## AIM OF THE EXERCISE
Reproduce the records below, switching every "innermost point" to "central point" and leaving everything else unchanged.
** START OF SUPPLIED RECORDS **
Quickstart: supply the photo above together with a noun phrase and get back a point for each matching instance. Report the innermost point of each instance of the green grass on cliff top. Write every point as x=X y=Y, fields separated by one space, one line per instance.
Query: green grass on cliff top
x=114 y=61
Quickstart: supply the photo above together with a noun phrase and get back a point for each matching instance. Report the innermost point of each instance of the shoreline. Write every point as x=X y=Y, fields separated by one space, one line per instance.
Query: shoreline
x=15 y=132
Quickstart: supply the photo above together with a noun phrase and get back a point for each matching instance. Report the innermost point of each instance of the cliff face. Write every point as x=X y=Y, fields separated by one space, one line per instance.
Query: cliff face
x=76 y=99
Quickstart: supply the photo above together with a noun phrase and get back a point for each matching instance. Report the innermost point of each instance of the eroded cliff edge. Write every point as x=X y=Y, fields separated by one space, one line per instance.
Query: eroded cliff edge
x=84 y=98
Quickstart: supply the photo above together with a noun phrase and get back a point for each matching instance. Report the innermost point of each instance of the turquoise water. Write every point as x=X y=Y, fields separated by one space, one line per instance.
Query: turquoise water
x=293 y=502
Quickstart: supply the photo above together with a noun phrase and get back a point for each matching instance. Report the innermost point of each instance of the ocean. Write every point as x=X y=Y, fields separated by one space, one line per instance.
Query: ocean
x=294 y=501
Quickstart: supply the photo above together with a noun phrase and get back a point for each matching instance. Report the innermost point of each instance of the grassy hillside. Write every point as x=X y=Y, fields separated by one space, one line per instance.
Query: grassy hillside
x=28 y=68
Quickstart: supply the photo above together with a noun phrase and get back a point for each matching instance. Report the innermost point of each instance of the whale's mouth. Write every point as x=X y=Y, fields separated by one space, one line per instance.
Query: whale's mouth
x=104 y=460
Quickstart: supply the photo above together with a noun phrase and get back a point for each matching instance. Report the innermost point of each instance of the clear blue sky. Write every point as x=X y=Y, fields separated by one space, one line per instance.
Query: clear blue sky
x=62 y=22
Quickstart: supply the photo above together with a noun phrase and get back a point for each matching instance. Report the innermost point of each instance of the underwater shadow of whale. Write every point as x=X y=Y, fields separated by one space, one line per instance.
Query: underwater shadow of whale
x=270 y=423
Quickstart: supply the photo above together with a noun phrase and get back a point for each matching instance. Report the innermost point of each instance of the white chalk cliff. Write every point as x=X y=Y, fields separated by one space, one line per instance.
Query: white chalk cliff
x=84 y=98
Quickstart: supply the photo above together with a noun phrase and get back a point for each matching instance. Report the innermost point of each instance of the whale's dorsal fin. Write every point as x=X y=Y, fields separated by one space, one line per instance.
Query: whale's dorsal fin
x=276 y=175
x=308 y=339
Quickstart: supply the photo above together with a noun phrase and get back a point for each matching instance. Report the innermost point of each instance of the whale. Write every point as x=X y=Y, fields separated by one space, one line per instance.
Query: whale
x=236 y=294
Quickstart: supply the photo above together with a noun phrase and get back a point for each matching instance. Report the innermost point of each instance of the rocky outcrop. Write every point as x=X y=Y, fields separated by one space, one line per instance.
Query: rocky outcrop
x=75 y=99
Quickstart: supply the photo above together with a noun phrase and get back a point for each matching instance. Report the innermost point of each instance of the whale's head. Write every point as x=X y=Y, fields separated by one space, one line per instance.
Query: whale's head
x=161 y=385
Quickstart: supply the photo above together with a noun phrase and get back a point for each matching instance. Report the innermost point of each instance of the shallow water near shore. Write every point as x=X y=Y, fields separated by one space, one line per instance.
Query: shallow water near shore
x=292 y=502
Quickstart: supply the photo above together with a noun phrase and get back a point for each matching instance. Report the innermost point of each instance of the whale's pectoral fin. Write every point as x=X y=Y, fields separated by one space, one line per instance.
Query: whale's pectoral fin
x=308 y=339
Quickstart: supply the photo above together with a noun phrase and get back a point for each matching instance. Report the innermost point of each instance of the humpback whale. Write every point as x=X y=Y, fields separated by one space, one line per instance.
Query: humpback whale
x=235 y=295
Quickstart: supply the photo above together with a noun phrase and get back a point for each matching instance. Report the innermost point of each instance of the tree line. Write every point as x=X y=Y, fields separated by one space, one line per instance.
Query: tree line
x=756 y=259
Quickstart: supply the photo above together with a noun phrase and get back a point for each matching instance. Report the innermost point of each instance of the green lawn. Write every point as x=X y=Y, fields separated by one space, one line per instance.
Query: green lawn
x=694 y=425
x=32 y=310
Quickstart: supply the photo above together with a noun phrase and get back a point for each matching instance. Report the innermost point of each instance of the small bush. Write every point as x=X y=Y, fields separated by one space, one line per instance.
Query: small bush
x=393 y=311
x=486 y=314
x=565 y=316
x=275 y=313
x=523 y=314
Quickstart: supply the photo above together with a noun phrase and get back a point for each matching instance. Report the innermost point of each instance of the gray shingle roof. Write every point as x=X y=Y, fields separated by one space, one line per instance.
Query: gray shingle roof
** END OF SUPPLIED RECORDS **
## SOLUTION
Quickstart: supply the photo above together with a noun phrase and get back a point for each matching instance. Report the central point of each instance of the green grass on cliff top. Write every point as x=X y=Y, fields separated by one space, one line per instance.
Query: green grass on cliff top
x=114 y=61
Quickstart: supply the photo above together with a noun phrase and get back a point for each matching instance. Report the central point of each instance of the shoreline. Write every point as x=X y=Y, fields separated by one space, one line per instance.
Query: shoreline
x=15 y=132
Quickstart: supply the photo above together with a noun phrase and get back a point for each matching instance. Report the central point of each instance of the cliff face. Write every point as x=X y=Y, fields separated by one space, one line per instance.
Query: cliff face
x=76 y=99
Quickstart: supply the photo above together with a noun phrase and get back a point for each matching instance. Report the central point of each instance of the eroded cliff edge. Write every point as x=X y=Y, fields separated by one space, one line per instance.
Query: eroded cliff edge
x=84 y=98
Quickstart: supply the photo above together with a noun phrase and get back a point for each matching instance. Report the central point of each instance of the turquoise water. Write every point as x=X y=Y, fields separated by one space, one line per instance.
Query: turquoise water
x=293 y=502
Quickstart: supply the photo above together with a noun phrase and get back a point for each matching instance. Report the central point of each instance of the ocean. Write every point as x=X y=Y, fields separated by one space, one line per instance.
Query: ocean
x=294 y=501
Quickstart: supply the photo above together with a noun phrase and get back a point for each matching instance. Report the central point of each instance of the grassy hillside. Write every point as x=X y=Y, fields separated by one space, one line per instance.
Query: grassy hillside
x=28 y=68
Quickstart: supply the photo above together with a noun phrase and get back a point for each matching instance. Report the central point of each instance of the whale's mouth. Write every point as x=X y=Y, fields separated by one space, one line per instance.
Query: whale's mouth
x=104 y=460
Quickstart: supply the photo above together with a noun phrase and get back a point for each matching instance. Report the central point of each instance of the clear blue sky. Write every point as x=X y=Y, fields separated by one space, one line per instance.
Query: clear blue sky
x=62 y=22
Quickstart: supply the photo above together with a noun phrase and get back a point for each matching instance. Report the central point of each instance of the underwater shadow of whale. Write every point as x=X y=Y, fields separated by one space, one line per instance.
Query: underwater shadow of whale
x=270 y=423
Quickstart: supply the photo above together with a noun phrase and get back a point for each matching instance. Report the central point of each instance of the white chalk cliff. Write every point as x=X y=Y, fields separated by one space, one line per instance.
Query: white chalk cliff
x=84 y=98
Quickstart: supply the photo above together with a noun phrase and get back a point for each matching instance. Report the central point of each instance of the whale's dorsal fin. Write every point as x=X y=Y, fields separated by one space, one line per instance.
Query: whale's dorsal fin
x=276 y=175
x=308 y=339
Quickstart: supply the photo above together with a noun phrase and get back a point for each matching instance. Report the central point of each instance of the whale. Write every point as x=X y=Y, fields separated by one space, one line per instance.
Query: whale
x=236 y=294
Quickstart: supply the photo above together with a noun phrase and get back a point for each matching instance. Report the central point of each instance of the rocky outcrop. Write every point as x=X y=Y, fields separated by one space, one line per instance.
Query: rocky outcrop
x=75 y=99
Quickstart: supply the photo above together with a noun phrase and get back a point for each matching instance. Report the central point of each instance of the whale's head. Write every point as x=X y=Y, fields separated by one space, one line per instance.
Query: whale's head
x=161 y=385
Quickstart: supply the photo above together with a noun phrase and get back a point for each matching instance. Report the central point of each instance of the shallow water near shore. Write every point as x=X y=Y, fields separated by one space, one line per instance.
Query: shallow water near shore
x=292 y=502
Quickstart: supply the photo above together with a noun phrase and get back a point for each matching instance. Report the central point of each instance of the whale's pectoral fin. Write every point as x=X y=Y, fields separated by one space, one line per instance.
Query: whale's pectoral fin
x=308 y=339
Quickstart: supply the photo above together with a noun phrase and get back a point for each matching instance. Report the central point of each instance of the humpback whale. Write every point as x=X y=Y, fields separated by one space, one line per instance.
Query: humpback whale
x=235 y=295
Quickstart: supply the photo above together with a noun phrase and get back a point for each matching instance. Report the central point of each instance of the tree line. Write every point as x=X y=Y, fields separated by one space, one line per instance.
Query: tree line
x=756 y=259
Quickstart: supply the photo above together with a noun phrase and get back a point for each matching instance. Report the central point of each instance of the green lawn. Write every point as x=X y=Y, fields separated by one space, one line per instance.
Query: green lawn
x=694 y=425
x=32 y=310
Quickstart: supply the photo above together with a noun phrase and get back a point for each matching instance. Report the central point of each instance of the small bush. Write every point as x=X y=Y, fields separated by one space, one line per instance.
Query: small bush
x=393 y=311
x=486 y=314
x=565 y=316
x=275 y=313
x=523 y=314
Quickstart: supply the photo above together with a noun phrase and get back a point for each matching instance. Report the central point of each instance of the gray shingle roof. Write every point as x=X y=Y, fields separated by one space, one line per instance.
Query: gray shingle roof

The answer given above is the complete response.